[Start of Data records]

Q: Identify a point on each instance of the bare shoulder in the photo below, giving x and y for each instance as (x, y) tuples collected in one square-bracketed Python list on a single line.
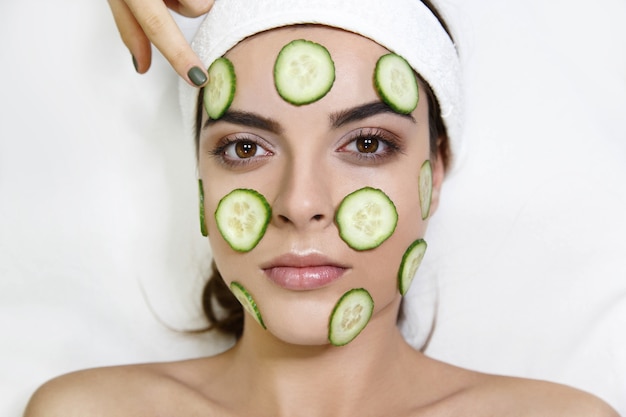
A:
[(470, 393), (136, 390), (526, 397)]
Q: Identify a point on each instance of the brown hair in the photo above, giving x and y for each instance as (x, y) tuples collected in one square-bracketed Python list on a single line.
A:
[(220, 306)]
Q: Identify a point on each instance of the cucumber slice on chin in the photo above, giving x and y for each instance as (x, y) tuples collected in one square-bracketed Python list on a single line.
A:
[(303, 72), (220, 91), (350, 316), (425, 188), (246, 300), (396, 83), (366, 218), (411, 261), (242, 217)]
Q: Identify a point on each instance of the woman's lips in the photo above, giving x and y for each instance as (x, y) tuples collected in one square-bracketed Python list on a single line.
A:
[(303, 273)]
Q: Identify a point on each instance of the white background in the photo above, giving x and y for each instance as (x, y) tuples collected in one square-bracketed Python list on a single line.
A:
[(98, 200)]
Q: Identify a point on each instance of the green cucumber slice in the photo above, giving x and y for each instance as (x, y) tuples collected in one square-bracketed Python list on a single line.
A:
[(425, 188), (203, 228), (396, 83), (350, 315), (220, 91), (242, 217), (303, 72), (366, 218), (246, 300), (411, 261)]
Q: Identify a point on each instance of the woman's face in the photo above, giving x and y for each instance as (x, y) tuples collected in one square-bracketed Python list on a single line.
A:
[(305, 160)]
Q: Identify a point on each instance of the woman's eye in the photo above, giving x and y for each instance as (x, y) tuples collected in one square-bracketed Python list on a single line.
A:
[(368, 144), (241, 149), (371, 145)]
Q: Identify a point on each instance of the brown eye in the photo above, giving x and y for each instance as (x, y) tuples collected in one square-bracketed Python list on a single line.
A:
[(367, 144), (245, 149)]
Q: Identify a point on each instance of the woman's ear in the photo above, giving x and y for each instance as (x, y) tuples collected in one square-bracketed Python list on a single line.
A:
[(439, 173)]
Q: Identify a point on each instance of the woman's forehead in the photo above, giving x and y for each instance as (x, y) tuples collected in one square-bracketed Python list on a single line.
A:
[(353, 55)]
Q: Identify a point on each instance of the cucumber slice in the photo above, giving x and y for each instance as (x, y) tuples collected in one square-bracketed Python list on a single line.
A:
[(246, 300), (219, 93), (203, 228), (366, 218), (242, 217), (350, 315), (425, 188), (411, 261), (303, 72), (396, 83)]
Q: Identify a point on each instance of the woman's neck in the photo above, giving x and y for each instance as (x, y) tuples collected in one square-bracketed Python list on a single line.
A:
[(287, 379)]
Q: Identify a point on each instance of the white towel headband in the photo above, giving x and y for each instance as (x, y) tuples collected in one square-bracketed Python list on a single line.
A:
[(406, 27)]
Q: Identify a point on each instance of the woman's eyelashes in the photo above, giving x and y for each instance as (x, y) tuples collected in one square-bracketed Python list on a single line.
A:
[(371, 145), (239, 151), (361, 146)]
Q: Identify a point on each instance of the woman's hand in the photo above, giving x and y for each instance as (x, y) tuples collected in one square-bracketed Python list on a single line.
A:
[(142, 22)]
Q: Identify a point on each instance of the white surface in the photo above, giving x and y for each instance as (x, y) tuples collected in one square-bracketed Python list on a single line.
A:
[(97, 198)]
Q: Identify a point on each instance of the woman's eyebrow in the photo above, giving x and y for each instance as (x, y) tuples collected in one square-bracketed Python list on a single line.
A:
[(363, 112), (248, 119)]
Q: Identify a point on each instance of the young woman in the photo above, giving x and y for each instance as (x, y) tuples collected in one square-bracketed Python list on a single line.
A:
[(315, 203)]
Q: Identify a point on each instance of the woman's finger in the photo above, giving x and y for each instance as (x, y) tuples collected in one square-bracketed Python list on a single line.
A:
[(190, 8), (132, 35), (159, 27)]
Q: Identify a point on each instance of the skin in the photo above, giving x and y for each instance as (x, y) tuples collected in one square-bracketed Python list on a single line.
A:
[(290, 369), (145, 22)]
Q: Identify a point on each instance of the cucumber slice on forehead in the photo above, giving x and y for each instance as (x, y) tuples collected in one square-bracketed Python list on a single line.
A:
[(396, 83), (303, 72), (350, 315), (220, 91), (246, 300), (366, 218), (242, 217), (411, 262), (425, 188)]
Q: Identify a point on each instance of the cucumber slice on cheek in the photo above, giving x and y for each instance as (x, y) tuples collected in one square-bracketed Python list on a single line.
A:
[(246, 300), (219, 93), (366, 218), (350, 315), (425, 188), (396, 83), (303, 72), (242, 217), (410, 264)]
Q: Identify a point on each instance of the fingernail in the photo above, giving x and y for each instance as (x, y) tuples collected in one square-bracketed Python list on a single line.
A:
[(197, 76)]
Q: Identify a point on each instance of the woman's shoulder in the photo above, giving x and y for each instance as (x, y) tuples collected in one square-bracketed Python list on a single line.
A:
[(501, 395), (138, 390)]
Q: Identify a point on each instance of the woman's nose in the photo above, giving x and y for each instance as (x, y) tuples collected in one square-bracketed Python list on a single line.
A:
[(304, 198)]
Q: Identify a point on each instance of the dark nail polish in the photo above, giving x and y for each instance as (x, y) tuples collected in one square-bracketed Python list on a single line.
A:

[End of Data records]
[Start of Data records]

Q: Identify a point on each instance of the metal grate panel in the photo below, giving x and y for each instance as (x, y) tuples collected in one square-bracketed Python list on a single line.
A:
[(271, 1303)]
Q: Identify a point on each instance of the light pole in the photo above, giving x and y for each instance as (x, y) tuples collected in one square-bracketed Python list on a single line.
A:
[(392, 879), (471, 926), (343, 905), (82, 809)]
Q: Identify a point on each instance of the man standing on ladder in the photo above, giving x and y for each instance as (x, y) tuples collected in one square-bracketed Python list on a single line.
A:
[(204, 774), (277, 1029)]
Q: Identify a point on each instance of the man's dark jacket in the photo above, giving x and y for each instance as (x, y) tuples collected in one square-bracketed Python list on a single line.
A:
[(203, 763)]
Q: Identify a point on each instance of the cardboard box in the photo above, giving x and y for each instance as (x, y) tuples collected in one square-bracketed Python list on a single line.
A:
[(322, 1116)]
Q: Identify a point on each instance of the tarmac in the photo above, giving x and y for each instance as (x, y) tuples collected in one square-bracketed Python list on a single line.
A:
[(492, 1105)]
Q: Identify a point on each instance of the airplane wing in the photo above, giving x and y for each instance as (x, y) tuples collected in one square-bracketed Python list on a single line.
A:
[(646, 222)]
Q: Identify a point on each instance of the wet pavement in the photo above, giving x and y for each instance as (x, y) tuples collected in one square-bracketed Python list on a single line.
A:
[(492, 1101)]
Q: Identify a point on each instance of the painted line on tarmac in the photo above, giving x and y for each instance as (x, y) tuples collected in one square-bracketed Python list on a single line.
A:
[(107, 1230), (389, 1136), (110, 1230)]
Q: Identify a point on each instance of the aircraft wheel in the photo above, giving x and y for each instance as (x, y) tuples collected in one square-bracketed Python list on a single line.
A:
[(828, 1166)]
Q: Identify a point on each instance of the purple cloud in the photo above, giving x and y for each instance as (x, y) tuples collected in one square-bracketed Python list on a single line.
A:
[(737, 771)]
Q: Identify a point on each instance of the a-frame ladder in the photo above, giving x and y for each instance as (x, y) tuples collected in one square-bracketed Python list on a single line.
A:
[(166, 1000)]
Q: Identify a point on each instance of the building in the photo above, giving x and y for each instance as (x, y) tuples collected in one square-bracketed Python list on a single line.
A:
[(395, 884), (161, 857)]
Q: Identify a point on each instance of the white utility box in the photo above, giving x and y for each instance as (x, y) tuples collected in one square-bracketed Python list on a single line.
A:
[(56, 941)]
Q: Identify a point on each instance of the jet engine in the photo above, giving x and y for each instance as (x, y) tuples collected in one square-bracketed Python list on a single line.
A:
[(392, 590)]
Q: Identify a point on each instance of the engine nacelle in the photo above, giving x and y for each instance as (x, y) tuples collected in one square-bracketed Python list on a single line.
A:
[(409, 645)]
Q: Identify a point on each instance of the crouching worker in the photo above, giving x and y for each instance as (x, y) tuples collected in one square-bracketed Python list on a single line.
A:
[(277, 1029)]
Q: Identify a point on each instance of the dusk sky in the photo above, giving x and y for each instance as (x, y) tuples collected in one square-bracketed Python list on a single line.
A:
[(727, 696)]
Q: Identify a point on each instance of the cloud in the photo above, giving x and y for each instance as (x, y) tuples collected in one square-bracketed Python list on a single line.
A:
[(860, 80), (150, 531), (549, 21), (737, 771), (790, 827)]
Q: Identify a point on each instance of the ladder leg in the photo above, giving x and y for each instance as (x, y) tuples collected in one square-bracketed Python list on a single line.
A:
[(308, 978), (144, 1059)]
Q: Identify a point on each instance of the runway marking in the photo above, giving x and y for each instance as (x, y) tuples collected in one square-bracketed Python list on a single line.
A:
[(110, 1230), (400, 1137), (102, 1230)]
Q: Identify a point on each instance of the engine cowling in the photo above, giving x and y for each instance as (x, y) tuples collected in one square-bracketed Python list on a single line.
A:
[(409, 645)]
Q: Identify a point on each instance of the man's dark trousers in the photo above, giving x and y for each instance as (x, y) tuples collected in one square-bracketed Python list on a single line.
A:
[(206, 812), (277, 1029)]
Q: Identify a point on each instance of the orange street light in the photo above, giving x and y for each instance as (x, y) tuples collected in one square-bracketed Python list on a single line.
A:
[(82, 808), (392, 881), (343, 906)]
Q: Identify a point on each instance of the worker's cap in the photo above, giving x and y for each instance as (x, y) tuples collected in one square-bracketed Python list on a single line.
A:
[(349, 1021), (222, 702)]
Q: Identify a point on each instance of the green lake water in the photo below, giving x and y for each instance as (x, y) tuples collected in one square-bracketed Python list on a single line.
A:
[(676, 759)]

[End of Data records]

Work to complete =
Render the lines of the material above, from the line containing "Q: Identify a point on each instance of the light" through the line containing "[(392, 879), (471, 926), (343, 905), (82, 809)]", as a Markdown table with the columns Row and Line. Number each row, put one line per row, and leave out any blank lines.

Task result =
| Row | Line |
|---|---|
| 1 | Q: Identify a point on each instance of the light pole in the photo above, giving x and y for each instance as (x, y) tuples collected in one square-bracketed Python list on a single line. |
| 2 | A: |
| 3 | [(392, 879), (471, 926), (343, 905), (82, 809)] |